* PROBLEM STATEMENT
Rewrite the data below with "planogram log" swapped for "shelf audit" everywhere, changing nothing else. Leave the pictures out.

* ENTRIES SHOWN
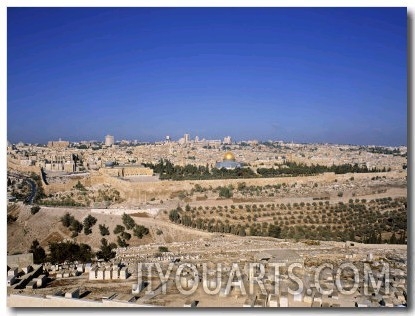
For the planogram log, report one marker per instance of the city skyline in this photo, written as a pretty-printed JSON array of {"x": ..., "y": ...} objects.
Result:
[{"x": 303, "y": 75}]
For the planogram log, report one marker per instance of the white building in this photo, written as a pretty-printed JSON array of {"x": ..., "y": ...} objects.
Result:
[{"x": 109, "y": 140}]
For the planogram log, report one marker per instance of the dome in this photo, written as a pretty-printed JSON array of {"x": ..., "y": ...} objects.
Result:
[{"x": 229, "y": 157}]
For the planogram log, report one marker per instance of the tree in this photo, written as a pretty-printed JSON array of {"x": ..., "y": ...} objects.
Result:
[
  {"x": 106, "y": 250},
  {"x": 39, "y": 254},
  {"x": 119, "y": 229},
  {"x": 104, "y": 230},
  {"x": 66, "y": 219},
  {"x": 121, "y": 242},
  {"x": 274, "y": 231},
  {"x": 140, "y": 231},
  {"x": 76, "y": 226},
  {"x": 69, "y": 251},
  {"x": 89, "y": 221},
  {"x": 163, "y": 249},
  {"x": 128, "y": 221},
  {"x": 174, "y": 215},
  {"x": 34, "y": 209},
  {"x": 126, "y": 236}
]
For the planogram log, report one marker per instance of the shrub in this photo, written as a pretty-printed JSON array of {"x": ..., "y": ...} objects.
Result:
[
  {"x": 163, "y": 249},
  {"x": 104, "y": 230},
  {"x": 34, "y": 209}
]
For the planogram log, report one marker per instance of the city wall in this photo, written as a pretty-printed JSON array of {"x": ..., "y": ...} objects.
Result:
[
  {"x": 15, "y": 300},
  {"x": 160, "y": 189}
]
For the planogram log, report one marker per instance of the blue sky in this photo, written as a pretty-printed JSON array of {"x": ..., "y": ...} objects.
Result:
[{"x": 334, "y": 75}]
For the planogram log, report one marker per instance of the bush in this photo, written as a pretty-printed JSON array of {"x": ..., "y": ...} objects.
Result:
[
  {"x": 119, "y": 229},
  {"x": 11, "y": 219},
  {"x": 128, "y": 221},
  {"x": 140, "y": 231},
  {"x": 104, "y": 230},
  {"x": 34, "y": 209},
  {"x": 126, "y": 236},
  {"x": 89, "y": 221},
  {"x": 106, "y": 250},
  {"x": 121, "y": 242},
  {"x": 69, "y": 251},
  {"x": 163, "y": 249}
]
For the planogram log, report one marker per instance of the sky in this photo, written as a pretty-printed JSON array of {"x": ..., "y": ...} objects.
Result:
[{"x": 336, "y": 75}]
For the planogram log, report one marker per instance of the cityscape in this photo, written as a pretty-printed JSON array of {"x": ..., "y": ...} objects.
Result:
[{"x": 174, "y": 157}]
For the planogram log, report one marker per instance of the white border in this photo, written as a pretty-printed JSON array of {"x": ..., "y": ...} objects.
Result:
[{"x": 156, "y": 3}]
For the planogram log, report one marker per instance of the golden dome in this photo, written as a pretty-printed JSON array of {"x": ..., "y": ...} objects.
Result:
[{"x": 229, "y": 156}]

* RESULT
For the shelf audit, report one marker per instance of the city skyline in this photo, written as a pretty-printed JSON array of {"x": ..., "y": ...} objects.
Result:
[{"x": 303, "y": 75}]
For the shelf audit, report one marker per instance of the white building in this photo, written as a pretty-printed JSON array of {"x": ..., "y": ...} objects.
Result:
[{"x": 109, "y": 140}]
For the shelf audit, report one marker per instance of the dome in this photo, written as a pretty-printed JSON array of {"x": ..., "y": ...} objects.
Result:
[{"x": 229, "y": 157}]
For the shelf audit, report one marker per instance of the tree in this photo, written as a pretty-printed JSON array of {"x": ..., "y": ...} objects.
Result:
[
  {"x": 106, "y": 250},
  {"x": 39, "y": 254},
  {"x": 119, "y": 229},
  {"x": 104, "y": 230},
  {"x": 66, "y": 219},
  {"x": 121, "y": 242},
  {"x": 274, "y": 231},
  {"x": 140, "y": 231},
  {"x": 76, "y": 226},
  {"x": 69, "y": 251},
  {"x": 89, "y": 221},
  {"x": 163, "y": 249},
  {"x": 128, "y": 221},
  {"x": 174, "y": 215},
  {"x": 34, "y": 209},
  {"x": 126, "y": 236}
]
For the shelf audit, report one marker per instance of the shrub in this photo, written as a pretty-printed JSON array of {"x": ..., "y": ...} objects.
Result:
[
  {"x": 163, "y": 249},
  {"x": 104, "y": 230},
  {"x": 34, "y": 209}
]
For the shelf audit, report one marker per instance of the city wall in this photo, written as a pretty-printed JSON array of {"x": ..., "y": ...} objects.
Result:
[
  {"x": 15, "y": 300},
  {"x": 160, "y": 189}
]
For the shelf audit, report one marker per instance of the blue sky in this photo, written as a pretty-printed JSON array of {"x": ..., "y": ...} objects.
Result:
[{"x": 334, "y": 75}]
For the shelf audit, report one marker per instance of the bush in this photo, written as a pretty-printed JSON array of {"x": ..., "y": ...} objects.
Result:
[
  {"x": 119, "y": 229},
  {"x": 11, "y": 219},
  {"x": 128, "y": 221},
  {"x": 140, "y": 231},
  {"x": 104, "y": 230},
  {"x": 34, "y": 209},
  {"x": 126, "y": 236},
  {"x": 89, "y": 221},
  {"x": 106, "y": 250},
  {"x": 121, "y": 242},
  {"x": 69, "y": 251},
  {"x": 163, "y": 249}
]
For the shelf audit, report one marker per instance of the sky in this photo, written as a pretty-printed JSON array of {"x": ..., "y": ...} objects.
Result:
[{"x": 336, "y": 75}]
For the shelf audit, report one marker per instance of the cityscape in this photo, written as a pretty-printed JSON array of {"x": ..., "y": ...} objects.
Result:
[{"x": 174, "y": 157}]
For the shelf audit, report one marker per instance of the white border in this photo, written as a pretty-printed JSON array of {"x": ..., "y": ...} objects.
Result:
[{"x": 156, "y": 3}]
For the shelf audit, report one marker per instance of the golden dome in this photo, written as a pretty-printed JSON array of {"x": ..., "y": ...} objects.
Result:
[{"x": 229, "y": 156}]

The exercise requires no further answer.